## Aim of the exercise
Counting from the line that holds "# return one point per instance of the bird nesting", return each line exactly, through and including the last line of the entries.

(Point-per-instance localization data)
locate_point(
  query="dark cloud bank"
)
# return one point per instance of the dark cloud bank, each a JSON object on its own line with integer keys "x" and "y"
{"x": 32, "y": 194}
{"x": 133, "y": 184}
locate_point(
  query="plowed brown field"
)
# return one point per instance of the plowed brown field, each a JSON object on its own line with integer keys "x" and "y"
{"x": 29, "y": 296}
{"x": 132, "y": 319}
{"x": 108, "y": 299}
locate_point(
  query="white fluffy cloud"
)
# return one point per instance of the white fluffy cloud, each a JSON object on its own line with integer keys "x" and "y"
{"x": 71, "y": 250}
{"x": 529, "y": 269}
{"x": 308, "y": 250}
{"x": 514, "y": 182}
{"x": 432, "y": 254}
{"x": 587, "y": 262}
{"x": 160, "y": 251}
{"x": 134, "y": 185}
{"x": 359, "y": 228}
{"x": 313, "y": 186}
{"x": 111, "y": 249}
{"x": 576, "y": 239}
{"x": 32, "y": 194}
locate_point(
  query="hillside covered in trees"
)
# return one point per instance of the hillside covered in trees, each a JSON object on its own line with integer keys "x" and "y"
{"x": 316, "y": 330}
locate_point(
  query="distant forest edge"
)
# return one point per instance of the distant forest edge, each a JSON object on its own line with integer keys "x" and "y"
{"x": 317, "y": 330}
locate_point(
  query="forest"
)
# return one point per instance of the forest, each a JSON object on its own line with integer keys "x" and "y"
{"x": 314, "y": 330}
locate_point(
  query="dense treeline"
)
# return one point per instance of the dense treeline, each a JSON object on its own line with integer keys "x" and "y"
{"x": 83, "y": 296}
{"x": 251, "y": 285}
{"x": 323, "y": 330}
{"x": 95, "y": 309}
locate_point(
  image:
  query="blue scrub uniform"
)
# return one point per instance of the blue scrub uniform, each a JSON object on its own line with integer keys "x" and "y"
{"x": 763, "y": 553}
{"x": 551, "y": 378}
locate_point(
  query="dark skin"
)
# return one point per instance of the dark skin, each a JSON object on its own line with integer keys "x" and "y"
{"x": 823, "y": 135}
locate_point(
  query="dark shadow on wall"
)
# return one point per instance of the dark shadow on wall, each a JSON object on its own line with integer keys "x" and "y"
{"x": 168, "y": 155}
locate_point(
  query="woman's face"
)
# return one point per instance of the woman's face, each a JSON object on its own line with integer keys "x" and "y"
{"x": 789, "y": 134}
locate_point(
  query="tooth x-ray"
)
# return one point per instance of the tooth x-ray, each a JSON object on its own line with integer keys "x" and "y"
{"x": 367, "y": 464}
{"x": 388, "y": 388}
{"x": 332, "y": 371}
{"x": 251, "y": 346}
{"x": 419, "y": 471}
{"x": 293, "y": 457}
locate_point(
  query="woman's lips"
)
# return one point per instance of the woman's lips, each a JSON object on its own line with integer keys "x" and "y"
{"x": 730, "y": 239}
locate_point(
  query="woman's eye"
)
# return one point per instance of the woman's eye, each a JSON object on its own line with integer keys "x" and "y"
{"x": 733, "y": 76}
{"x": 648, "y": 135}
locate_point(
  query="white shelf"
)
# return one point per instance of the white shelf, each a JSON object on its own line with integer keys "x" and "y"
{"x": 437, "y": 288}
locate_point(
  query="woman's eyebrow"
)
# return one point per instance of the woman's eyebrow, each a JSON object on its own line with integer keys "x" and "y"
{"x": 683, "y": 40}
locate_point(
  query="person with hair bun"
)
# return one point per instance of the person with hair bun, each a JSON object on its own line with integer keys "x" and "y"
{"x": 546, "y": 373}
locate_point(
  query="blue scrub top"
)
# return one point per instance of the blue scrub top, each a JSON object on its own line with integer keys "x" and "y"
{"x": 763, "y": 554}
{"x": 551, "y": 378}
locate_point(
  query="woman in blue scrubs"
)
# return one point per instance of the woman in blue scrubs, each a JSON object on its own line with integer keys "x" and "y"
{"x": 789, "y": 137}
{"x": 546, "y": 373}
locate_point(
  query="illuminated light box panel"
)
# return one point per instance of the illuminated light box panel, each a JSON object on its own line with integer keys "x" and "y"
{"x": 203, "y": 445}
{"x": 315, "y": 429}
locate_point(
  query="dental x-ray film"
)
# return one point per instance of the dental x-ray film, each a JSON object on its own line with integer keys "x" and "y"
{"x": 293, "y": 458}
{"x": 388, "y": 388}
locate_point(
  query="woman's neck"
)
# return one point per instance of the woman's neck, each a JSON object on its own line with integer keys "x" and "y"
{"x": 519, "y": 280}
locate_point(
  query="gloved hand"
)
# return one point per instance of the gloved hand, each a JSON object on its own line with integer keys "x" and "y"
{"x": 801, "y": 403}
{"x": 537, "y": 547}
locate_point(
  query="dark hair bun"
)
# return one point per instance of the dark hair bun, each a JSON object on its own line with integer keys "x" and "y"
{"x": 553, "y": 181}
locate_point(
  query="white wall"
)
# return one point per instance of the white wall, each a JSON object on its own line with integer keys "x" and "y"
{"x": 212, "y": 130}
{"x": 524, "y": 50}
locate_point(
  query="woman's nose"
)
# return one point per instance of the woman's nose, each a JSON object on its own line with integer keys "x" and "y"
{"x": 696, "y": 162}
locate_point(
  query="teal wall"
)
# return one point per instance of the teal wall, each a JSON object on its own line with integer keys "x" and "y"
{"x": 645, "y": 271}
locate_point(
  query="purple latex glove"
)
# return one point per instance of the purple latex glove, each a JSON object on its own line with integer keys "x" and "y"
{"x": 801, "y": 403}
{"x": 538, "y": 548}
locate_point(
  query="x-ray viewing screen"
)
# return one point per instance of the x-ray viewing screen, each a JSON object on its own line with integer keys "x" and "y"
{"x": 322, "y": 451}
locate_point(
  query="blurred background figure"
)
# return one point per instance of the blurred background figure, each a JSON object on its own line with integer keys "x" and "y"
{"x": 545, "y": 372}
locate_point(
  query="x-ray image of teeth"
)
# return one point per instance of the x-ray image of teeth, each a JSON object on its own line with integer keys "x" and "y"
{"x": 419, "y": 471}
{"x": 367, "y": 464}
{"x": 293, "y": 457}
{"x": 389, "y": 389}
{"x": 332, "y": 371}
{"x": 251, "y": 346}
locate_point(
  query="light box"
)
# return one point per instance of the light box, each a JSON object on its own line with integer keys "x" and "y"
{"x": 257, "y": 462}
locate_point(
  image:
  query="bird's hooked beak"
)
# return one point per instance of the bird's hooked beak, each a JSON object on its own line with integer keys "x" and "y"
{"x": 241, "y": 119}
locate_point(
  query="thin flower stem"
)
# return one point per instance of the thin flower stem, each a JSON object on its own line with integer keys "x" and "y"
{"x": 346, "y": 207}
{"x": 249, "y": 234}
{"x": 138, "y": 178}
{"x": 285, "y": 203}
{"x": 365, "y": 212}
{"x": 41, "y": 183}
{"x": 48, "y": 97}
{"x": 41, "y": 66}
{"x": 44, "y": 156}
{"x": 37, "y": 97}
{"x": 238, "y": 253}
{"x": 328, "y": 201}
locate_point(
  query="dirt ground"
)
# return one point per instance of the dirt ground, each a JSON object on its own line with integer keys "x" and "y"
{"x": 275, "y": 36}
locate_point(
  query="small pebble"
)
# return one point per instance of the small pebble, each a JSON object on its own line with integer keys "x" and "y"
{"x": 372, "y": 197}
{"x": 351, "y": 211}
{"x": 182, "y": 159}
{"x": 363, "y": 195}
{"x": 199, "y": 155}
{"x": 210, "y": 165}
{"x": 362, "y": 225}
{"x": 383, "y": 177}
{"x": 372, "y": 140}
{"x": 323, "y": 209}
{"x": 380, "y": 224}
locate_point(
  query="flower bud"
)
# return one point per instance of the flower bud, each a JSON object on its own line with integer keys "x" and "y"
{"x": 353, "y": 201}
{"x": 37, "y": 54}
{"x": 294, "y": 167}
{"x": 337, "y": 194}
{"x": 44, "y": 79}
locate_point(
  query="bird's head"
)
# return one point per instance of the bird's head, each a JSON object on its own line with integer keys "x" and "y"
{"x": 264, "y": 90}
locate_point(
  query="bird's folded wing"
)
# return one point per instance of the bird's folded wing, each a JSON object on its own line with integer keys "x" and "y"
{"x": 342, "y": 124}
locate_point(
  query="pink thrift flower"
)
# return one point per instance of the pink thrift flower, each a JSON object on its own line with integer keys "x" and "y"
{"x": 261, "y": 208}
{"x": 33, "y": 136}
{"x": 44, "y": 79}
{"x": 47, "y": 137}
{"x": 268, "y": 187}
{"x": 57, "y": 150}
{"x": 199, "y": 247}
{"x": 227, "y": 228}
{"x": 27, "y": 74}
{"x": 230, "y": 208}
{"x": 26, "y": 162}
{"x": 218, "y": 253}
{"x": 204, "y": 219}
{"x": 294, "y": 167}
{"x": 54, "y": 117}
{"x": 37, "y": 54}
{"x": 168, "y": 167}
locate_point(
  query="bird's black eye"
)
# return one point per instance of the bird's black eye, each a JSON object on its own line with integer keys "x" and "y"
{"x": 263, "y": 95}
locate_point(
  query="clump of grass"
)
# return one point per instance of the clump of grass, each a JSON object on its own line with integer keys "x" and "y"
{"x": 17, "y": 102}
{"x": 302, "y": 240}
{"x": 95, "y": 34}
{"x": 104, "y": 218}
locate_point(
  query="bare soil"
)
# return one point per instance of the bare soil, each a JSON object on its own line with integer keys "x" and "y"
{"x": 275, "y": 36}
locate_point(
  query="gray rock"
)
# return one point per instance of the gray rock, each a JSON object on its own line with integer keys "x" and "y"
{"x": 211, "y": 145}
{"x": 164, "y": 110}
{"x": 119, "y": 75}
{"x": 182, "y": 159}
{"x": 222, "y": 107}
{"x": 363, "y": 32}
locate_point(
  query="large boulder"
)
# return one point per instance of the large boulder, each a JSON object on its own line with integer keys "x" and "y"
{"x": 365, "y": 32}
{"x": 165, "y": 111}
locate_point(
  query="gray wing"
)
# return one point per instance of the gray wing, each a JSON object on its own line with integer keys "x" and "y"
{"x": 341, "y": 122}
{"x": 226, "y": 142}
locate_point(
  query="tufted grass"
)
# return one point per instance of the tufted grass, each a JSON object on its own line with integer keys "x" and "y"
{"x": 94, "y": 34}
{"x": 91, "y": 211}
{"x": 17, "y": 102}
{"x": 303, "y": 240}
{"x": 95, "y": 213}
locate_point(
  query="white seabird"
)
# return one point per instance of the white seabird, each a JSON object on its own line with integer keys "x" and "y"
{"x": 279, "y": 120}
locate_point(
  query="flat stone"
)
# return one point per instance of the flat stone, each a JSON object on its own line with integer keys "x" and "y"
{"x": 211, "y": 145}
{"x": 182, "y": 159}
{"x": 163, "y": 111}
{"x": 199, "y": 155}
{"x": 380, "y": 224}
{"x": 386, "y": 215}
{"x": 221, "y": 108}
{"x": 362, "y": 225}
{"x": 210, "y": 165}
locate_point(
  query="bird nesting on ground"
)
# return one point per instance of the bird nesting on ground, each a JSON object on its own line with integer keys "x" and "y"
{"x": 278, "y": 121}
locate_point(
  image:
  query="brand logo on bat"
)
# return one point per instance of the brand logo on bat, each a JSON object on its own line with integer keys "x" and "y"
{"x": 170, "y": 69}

## Task output
# return one point per instance of the bird nesting on ground, each a JSON object on its own line with integer keys "x" and "y"
{"x": 278, "y": 121}
locate_point(
  image:
  query="brand logo on bat"
)
# return one point per instance of the brand logo on bat, each a JSON object on its own line with integer keys "x" and "y"
{"x": 170, "y": 69}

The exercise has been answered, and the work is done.